Collected data entries:
[Begin]

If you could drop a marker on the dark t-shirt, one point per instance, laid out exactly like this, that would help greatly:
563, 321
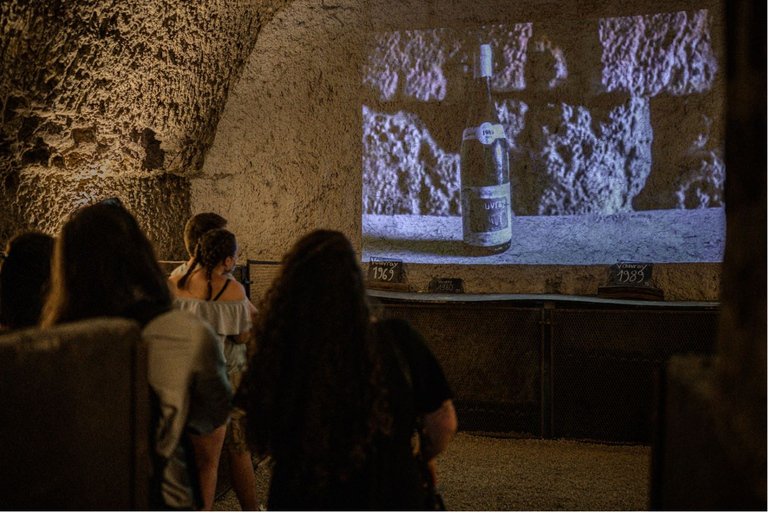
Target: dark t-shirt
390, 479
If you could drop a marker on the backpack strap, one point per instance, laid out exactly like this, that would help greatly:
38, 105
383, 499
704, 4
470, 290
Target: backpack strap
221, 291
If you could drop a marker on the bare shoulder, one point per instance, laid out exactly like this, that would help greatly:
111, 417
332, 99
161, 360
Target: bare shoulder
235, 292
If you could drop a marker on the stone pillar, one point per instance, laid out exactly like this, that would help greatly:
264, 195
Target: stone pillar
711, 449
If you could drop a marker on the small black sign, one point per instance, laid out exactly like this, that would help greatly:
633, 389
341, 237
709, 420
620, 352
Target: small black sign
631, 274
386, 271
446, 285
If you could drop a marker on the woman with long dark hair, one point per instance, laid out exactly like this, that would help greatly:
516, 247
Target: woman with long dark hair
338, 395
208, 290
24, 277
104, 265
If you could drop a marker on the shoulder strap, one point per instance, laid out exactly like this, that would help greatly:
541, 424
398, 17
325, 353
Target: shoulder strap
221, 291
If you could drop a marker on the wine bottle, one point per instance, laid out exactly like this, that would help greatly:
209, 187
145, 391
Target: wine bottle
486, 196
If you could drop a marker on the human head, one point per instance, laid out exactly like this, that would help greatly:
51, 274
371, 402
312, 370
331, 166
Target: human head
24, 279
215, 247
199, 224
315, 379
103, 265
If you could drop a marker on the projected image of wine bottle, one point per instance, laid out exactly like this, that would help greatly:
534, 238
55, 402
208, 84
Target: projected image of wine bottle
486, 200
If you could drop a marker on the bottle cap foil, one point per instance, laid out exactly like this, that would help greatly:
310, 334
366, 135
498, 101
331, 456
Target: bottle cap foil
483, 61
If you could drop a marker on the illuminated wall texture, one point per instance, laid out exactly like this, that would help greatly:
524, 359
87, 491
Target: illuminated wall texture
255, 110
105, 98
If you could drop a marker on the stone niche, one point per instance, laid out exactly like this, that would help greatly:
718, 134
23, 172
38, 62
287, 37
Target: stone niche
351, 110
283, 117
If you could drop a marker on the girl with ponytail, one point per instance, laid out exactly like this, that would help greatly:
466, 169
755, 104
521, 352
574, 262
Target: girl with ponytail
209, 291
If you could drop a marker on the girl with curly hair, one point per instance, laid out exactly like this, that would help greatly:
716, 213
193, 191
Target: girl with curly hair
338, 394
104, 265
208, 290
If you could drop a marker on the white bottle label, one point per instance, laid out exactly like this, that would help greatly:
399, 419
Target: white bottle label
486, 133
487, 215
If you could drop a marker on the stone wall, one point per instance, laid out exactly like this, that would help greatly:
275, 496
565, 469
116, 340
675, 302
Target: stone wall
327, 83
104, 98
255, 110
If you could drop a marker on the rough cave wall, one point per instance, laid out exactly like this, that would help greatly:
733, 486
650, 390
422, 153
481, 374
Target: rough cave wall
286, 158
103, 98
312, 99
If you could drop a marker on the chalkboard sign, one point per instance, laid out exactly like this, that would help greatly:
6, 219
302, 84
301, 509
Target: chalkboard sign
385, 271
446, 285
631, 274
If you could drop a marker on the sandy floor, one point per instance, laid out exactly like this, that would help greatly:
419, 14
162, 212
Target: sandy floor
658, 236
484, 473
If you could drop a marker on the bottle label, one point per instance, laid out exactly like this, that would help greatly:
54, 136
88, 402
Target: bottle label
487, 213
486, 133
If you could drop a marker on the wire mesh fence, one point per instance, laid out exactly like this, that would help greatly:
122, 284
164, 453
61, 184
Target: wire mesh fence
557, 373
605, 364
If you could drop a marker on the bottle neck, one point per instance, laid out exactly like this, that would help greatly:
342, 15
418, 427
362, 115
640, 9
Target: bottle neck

[End]

WHAT TO WORK ON - Look above for the line containing "If you could drop a marker on the rough"; copy from it through the last line, exactly, and nothing more.

RESPONSE -
If you could drop a marker on the rough cave wall, one point per instance, laid out exactly like this, that would help greatly:
733, 486
650, 390
422, 153
481, 374
Target: rough cave wall
286, 158
103, 98
312, 99
If you could drop a marker on the chalkboard sign, one point per instance, laid out exactly like this, that would help greatly:
6, 219
302, 84
301, 509
Target: chalkboard sign
385, 271
446, 285
631, 274
If you could drop a marker on the sandy floor, one point per instance, laid out exactly like this, that would help greatly:
419, 14
162, 212
Target: sandy floor
658, 236
484, 473
If you could drop a marker on the bottle label, one point per instance, laid out exactly like this, that would help greatly:
54, 136
88, 402
Target: bottle label
487, 213
486, 133
If you could drop a marker on the wire mesh fence, one point per instance, laid out exactly like this, that would help greatly:
122, 284
164, 453
61, 184
Target: wire mesh fence
557, 373
605, 364
If you could drop a marker on the bottle neck, one point per instance, laid out exactly like this, that would help greatly:
342, 15
418, 427
362, 115
640, 9
Target: bottle neck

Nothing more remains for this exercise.